----- Page excerpt

We live in a golden age of American cannabis connoisseurship. Pineapple Express and Blue Dream can be found from coast to coast. But some people have been passing on all the excellent pot in favor of a new designer drug - K2, Spice and other products containing synthetic cannabinoids - being sold and smoked in the United States. Marketed as incense, they can be purchased in head shops and convenience stores in silver pouches that contain random plant matter sprayed with chemicals.
K2 and Spice products have been dubbed, incorrectly, as “synthetic marijuana” by the media because the main high-producing ingredients, JWH-018 and others, are chemical compounds that activate the cannabinoid receptor system. But these chemicals were created for laboratory research and work in a much different way than natural pot.
Some of the attraction to K2 and Spice-like products is getting a legal, un-prohibited high with the ability to pass a standard drug screen. However, companies are now marketing urine tests that claim to detect the chemicals in these products.

----------

## Action item A:
From the passage on K2 and Spice, write out the part that begins with the words "We live in a" and ends with "sprayed with chemicals.".
## Action item B:
According to the passage on K2 and Spice, where can these products be purchased?

----- Listed records

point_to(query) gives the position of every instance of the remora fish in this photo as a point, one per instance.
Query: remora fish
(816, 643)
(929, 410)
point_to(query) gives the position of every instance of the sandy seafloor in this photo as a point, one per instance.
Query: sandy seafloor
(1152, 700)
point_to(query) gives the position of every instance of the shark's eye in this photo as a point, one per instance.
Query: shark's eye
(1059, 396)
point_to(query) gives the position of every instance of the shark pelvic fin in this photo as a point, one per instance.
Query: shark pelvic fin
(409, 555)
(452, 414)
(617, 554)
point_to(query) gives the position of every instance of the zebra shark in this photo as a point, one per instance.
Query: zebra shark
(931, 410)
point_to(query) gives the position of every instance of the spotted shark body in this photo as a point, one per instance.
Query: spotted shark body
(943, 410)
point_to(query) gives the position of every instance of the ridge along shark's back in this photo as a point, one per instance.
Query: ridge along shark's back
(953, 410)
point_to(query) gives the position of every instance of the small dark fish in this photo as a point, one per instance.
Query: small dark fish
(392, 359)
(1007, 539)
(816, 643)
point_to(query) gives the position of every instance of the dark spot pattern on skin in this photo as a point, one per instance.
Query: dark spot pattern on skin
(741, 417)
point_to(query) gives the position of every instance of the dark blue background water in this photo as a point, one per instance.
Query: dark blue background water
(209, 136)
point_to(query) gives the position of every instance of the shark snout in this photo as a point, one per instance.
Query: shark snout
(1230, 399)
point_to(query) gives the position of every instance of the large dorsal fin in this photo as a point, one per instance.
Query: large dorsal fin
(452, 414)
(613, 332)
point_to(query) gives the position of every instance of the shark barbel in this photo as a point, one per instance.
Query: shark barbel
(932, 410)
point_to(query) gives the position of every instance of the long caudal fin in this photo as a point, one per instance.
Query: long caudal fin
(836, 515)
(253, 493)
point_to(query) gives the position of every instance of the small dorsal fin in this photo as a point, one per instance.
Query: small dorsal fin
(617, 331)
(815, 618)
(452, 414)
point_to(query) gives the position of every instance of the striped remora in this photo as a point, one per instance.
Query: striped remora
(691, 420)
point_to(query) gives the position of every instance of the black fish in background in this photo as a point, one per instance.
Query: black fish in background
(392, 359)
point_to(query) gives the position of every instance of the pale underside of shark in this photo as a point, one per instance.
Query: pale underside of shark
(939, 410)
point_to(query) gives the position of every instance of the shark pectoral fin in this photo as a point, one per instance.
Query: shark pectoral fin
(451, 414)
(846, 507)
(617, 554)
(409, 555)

----------
----- Listed records

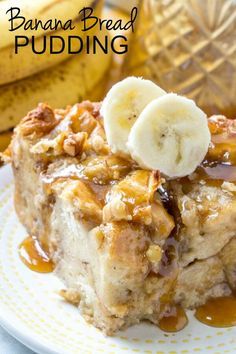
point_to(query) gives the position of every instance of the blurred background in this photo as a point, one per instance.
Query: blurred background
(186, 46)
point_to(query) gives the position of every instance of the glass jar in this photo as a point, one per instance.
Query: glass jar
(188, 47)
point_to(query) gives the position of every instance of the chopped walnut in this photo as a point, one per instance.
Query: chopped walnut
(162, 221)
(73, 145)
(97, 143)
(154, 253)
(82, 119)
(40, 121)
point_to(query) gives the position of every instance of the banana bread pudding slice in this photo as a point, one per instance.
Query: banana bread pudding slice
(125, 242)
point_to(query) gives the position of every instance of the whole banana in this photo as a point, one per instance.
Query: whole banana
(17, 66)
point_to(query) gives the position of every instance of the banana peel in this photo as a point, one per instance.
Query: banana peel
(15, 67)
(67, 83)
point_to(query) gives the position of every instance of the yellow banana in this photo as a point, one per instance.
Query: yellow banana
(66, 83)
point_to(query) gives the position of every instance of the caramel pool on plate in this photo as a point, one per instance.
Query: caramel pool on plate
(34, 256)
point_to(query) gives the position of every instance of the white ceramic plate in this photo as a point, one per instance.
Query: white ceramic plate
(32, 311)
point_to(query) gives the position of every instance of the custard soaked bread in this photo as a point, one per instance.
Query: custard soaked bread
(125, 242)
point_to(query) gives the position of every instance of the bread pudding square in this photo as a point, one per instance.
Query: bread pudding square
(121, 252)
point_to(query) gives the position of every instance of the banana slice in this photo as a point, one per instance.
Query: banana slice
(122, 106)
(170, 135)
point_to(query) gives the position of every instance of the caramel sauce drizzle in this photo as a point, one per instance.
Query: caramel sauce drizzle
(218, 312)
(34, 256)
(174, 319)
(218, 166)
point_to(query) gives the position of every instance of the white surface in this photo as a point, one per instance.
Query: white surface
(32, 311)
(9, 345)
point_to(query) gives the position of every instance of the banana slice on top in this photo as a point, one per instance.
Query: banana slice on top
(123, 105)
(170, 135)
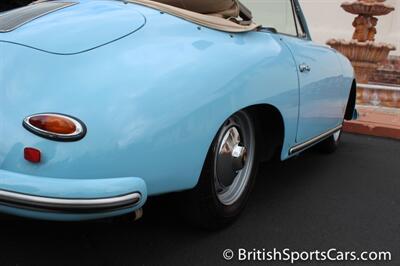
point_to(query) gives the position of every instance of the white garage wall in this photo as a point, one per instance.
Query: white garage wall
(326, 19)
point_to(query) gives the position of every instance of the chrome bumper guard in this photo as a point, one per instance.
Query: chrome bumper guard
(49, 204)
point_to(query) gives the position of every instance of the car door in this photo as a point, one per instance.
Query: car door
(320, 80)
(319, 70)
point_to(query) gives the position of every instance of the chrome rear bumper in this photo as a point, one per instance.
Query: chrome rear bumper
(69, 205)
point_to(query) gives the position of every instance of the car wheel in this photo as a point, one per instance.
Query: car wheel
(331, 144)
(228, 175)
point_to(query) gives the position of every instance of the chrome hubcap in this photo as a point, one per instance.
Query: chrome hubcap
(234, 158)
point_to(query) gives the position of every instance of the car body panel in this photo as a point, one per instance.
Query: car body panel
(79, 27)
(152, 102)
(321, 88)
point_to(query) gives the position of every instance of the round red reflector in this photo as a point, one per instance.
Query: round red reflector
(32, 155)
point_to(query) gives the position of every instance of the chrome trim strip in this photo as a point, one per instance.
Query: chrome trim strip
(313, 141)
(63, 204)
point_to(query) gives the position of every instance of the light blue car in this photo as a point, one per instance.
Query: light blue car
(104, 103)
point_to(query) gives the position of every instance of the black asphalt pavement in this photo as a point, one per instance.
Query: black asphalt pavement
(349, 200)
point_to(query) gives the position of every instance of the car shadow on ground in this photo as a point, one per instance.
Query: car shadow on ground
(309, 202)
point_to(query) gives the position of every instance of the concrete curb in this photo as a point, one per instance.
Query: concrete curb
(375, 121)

----------

## Answer space A:
We live in a golden age of American cannabis connoisseurship. Pineapple Express and Blue Dream can be found from coast to coast. But some people have been passing on all the excellent pot in favor of a new designer drug - K2, Spice and other products containing synthetic cannabinoids - being sold and smoked in the United States. Marketed as incense, they can be purchased in head shops and convenience stores in silver pouches that contain random plant matter sprayed with chemicals.

## Answer space B:
In head shops and convenience stores.